● **Problem statement**
Without the images, write out all of the following entries exactly.

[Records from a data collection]
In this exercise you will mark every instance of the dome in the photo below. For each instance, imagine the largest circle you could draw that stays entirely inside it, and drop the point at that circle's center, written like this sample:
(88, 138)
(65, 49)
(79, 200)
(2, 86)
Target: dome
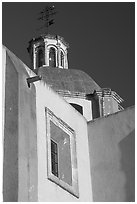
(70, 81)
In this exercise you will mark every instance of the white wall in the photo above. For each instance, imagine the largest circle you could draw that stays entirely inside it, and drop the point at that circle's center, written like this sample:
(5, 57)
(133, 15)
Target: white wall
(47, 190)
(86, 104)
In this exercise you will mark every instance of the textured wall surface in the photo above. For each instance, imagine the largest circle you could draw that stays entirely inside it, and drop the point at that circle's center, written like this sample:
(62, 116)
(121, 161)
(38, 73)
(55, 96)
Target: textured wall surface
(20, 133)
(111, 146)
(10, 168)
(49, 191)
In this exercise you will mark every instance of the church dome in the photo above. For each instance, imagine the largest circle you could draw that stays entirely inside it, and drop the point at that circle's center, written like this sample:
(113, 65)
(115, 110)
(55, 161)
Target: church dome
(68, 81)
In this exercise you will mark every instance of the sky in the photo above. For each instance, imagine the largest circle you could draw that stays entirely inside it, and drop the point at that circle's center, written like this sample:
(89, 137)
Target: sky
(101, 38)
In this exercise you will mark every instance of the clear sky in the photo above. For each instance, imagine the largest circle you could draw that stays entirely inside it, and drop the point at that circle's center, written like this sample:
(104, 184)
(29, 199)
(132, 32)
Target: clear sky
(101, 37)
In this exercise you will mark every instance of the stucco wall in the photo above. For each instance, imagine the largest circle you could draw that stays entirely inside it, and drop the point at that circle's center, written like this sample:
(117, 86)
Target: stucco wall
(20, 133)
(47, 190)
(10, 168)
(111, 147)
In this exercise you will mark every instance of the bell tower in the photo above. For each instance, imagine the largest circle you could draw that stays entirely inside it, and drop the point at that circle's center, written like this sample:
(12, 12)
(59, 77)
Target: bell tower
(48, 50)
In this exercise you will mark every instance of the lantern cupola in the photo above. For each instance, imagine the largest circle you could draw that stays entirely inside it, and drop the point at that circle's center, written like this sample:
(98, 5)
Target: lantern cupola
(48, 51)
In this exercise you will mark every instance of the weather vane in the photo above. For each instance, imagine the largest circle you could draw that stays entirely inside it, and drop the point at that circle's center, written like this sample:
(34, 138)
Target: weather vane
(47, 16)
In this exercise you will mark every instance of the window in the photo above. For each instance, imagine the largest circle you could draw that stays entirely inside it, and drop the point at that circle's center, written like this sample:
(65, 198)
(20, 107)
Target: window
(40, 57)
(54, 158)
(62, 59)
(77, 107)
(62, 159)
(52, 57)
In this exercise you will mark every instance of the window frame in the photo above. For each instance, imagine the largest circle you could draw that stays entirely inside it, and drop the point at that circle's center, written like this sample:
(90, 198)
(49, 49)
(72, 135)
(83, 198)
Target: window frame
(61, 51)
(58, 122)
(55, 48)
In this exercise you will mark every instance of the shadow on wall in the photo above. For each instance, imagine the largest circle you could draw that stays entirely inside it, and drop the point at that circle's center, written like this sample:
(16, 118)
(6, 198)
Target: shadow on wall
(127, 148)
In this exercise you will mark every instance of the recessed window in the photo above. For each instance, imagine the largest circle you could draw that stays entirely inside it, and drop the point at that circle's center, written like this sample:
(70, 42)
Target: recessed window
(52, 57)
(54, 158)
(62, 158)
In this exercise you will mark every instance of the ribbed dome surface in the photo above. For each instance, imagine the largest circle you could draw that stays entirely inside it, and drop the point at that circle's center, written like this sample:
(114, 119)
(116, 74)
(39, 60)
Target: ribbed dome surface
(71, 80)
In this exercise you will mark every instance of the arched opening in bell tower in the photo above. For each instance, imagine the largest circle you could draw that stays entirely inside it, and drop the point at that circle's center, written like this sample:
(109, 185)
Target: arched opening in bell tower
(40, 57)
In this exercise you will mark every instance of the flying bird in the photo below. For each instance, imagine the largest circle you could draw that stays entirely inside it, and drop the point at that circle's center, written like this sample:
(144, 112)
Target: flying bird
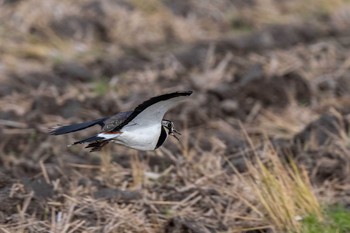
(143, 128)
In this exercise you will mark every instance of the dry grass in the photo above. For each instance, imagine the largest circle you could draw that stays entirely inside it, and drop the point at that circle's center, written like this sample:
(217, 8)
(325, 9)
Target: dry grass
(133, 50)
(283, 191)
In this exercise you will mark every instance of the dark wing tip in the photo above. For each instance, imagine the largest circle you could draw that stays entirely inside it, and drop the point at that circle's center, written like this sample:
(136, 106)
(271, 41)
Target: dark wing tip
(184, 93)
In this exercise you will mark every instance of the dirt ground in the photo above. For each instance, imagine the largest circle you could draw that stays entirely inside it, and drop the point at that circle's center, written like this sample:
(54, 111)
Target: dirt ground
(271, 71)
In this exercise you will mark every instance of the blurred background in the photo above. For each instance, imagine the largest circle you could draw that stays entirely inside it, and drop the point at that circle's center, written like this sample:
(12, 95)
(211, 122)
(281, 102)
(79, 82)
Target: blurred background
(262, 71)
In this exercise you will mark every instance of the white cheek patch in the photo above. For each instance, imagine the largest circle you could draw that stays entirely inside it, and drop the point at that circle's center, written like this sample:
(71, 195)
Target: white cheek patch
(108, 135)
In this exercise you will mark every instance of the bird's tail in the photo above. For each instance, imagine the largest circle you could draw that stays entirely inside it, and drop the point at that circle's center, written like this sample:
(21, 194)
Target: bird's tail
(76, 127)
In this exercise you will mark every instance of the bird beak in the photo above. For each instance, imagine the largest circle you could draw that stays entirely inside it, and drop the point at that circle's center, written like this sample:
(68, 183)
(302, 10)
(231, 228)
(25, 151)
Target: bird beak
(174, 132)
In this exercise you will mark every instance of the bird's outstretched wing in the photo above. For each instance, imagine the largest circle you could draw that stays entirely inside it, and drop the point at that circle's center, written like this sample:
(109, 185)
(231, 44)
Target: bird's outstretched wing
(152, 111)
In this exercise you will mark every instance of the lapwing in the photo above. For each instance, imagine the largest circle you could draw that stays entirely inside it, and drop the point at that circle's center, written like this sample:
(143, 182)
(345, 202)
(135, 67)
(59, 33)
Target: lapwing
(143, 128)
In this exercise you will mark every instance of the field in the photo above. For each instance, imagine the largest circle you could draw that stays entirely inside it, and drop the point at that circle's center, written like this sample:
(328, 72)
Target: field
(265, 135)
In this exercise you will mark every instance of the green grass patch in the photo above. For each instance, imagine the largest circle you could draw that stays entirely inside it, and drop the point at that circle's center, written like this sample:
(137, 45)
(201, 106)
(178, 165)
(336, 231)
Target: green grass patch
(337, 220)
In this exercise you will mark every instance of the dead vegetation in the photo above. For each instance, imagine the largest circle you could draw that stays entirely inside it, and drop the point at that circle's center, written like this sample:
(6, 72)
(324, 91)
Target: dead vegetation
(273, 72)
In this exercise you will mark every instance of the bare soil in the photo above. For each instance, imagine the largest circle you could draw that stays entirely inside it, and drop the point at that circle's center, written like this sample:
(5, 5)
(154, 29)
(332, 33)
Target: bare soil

● **Result below**
In this exercise you will mark every instance of the dome in the photo below. For each instance, imagine the largest circle you could draw that stays entirely inside it, and drop the point at that circle's center, written like this sample:
(88, 138)
(65, 49)
(79, 200)
(2, 86)
Target: dome
(70, 81)
In this exercise you will mark every instance of the white wall in the photo above. For each instance, imagine the largest circle you could draw that stays entirely inside it, and drop the point at that circle's center, written like this sample:
(5, 57)
(133, 15)
Target: white wall
(47, 190)
(86, 104)
In this exercise you will mark every instance of the textured wall surface in the photo above. For each instance, imagine the largest circle you could draw that stays entirely inside it, and drop the point at that circle's center, written like this sample:
(62, 116)
(121, 161)
(38, 73)
(55, 96)
Target: textured wall surface
(20, 133)
(111, 146)
(10, 168)
(49, 191)
In this exercise you will mark every instance of the church dome in the photo above. For each instance, imagine the largest circle you could draw that stays entirely inside it, and drop the point at that circle's center, written like this sample:
(113, 65)
(115, 110)
(55, 161)
Target: church dome
(68, 81)
In this exercise you will mark every instance of the sky in the photo above. For each instance, imagine the largest circle you could draw that stays entirely inside it, and drop the point at that circle's center, written like this sample:
(89, 137)
Target: sky
(101, 38)
In this exercise you will mark every instance of the clear sky in the photo above. For each instance, imagine the largest circle you could draw that stays entirely inside it, and drop the point at that circle's center, written like this sample:
(104, 184)
(29, 199)
(132, 32)
Target: clear sky
(101, 37)
In this exercise you will mark every instance of the stucco wall in the photo above. For each instance, imagine the largest circle you could draw that stays entirely inside it, and drop the point at that circle's center, written like this sample:
(117, 86)
Target: stucco wall
(20, 133)
(47, 190)
(10, 168)
(111, 147)
In this exercise you will mark every instance of the bell tower in the photo above. For each instance, imagine the largest circle you could draw that stays entirely inside it, and drop the point at that circle's center, written like this sample:
(12, 12)
(59, 77)
Target: bell tower
(48, 50)
In this exercise you will mark every instance of the lantern cupola in the photo above. For each instance, imagine the largest circle you could draw that stays entirely inside it, and drop the point at that circle's center, written like this sample:
(98, 5)
Target: lantern cupola
(48, 51)
In this exercise you will mark every instance of the weather vane in the photo above. For each instance, imagine the largest circle you could draw that stays entirely inside it, and drop the point at that circle's center, written like this sample:
(34, 138)
Target: weather vane
(47, 16)
In this exercise you will mark every instance of the window in the photo above. For each instance, imagine the largest circle you could draw that stays entirely inside it, and drop the point at that circle's center, written like this sample:
(65, 198)
(20, 107)
Target: window
(40, 57)
(54, 158)
(62, 59)
(77, 107)
(62, 159)
(52, 57)
In this exercise you will mark every instance of the window frame in the photo above. For each instance, imagine the largest circle you could draw that stays entirely inside it, and drop the point at that circle's center, written like this sample:
(90, 198)
(49, 49)
(72, 135)
(83, 198)
Target: window frame
(61, 51)
(58, 122)
(55, 48)
In this exercise you will mark every instance of the shadow on wall in the photo above. For each instance, imagine the largest circle you could draw that stays entirely inside it, and drop the point at that circle's center, written like this sample:
(16, 118)
(6, 198)
Target: shadow on wall
(127, 148)
In this exercise you will mark every instance of the recessed window in the photo above. For each instance, imagine the largest circle you could draw that stays entirely inside it, and drop the point at that circle's center, written like this sample:
(70, 42)
Target: recessed window
(52, 57)
(54, 158)
(62, 158)
In this exercise you will mark every instance of the ribbed dome surface in the photo above. For each instance, imagine the largest circle you could draw that stays entirely inside it, and drop the point at that circle's center, written like this sample:
(114, 119)
(116, 74)
(39, 60)
Target: ribbed dome surface
(71, 80)
In this exercise you will mark every instance of the arched opening in bell tower in the photo above. For each instance, imagine the largest circle you could draw that stays entirely inside it, and drop the point at that circle's center, written like this sample:
(109, 185)
Target: arched opening in bell tower
(40, 57)
In this exercise you will mark every instance of the flying bird in the photo below. For each instance, imagine the largest circle you could draw that stays entirely inside it, and drop the point at that circle's center, written like this sample:
(144, 112)
Target: flying bird
(143, 128)
In this exercise you will mark every instance of the dry grass in the photo above. For each instance, imagine the largest circle you could draw that stays entirely inside it, and drop the point at that circle's center, written like this sample:
(217, 8)
(325, 9)
Target: dry grass
(133, 50)
(283, 191)
In this exercise you will mark every instance of the dark wing tip in the photo above. For each instance, imagine the largest circle you could draw that stays entirely inside it, and drop the point at that circle's center, written like this sample:
(136, 106)
(271, 41)
Target: dark wing tip
(184, 93)
In this exercise you will mark every instance of the dirt ground in the photo above. For each instance, imagine the largest circle you could draw that stays entirely inside it, and drop the point at that circle's center, written like this sample:
(54, 111)
Target: dirt ground
(271, 71)
In this exercise you will mark every instance of the blurred background in the photo above. For each instance, imagine the largest circle you could draw that stays entirely inside it, and drop the point at that circle's center, written like this sample:
(12, 95)
(211, 122)
(281, 102)
(79, 82)
Target: blurred background
(262, 71)
In this exercise you will mark every instance of the white cheek patch in the photo above. For each instance, imagine the largest circle you could draw that stays entirely inside it, and drop the point at that circle's center, written like this sample:
(71, 195)
Target: white cheek patch
(108, 135)
In this exercise you will mark every instance of the bird's tail in the photo above. For each instance, imagine the largest circle you could draw that stays entirely inside it, and drop the point at that circle's center, written like this sample:
(21, 194)
Target: bird's tail
(76, 127)
In this exercise you will mark every instance of the bird beak in the photo above. For each instance, imagine the largest circle you could draw that stays entirely inside it, and drop the point at that circle's center, written like this sample:
(68, 183)
(302, 10)
(231, 228)
(25, 151)
Target: bird beak
(174, 132)
In this exercise you will mark every instance of the bird's outstretched wing in the photo above. For each instance, imagine the largest circle you could draw that stays entirely inside it, and drop the point at that circle's center, written like this sample:
(109, 185)
(231, 44)
Target: bird's outstretched wing
(152, 111)
In this exercise you will mark every instance of the lapwing in the photo above. For each instance, imagine the largest circle you could draw that stays entirely inside it, and drop the point at that circle's center, written like this sample:
(143, 182)
(345, 202)
(135, 67)
(59, 33)
Target: lapwing
(143, 128)
In this exercise you will mark every instance of the field in the photo above. For each instance, imagine the largest circle you could draw that stays entirely inside it, and drop the point at that circle's center, written like this sample:
(328, 72)
Target: field
(265, 135)
In this exercise you will mark every instance of the green grass patch in the photo above. For each instance, imagine the largest circle you could draw that stays entirely inside it, and drop the point at that circle's center, written like this sample:
(137, 45)
(201, 106)
(178, 165)
(336, 231)
Target: green grass patch
(337, 220)
In this exercise you will mark every instance of the dead vegetation in the photo above. For each instance, imagine the largest circle you could draw that stays entirely inside it, and drop the point at that circle's center, written like this sample:
(6, 72)
(324, 91)
Target: dead vegetation
(273, 72)
In this exercise you will mark every instance of the bare soil in the photo above. For each instance, imagine the largest circle you could draw that stays entirely inside it, and drop the point at that circle's center, written like this sample:
(5, 5)
(154, 29)
(332, 33)
Target: bare soil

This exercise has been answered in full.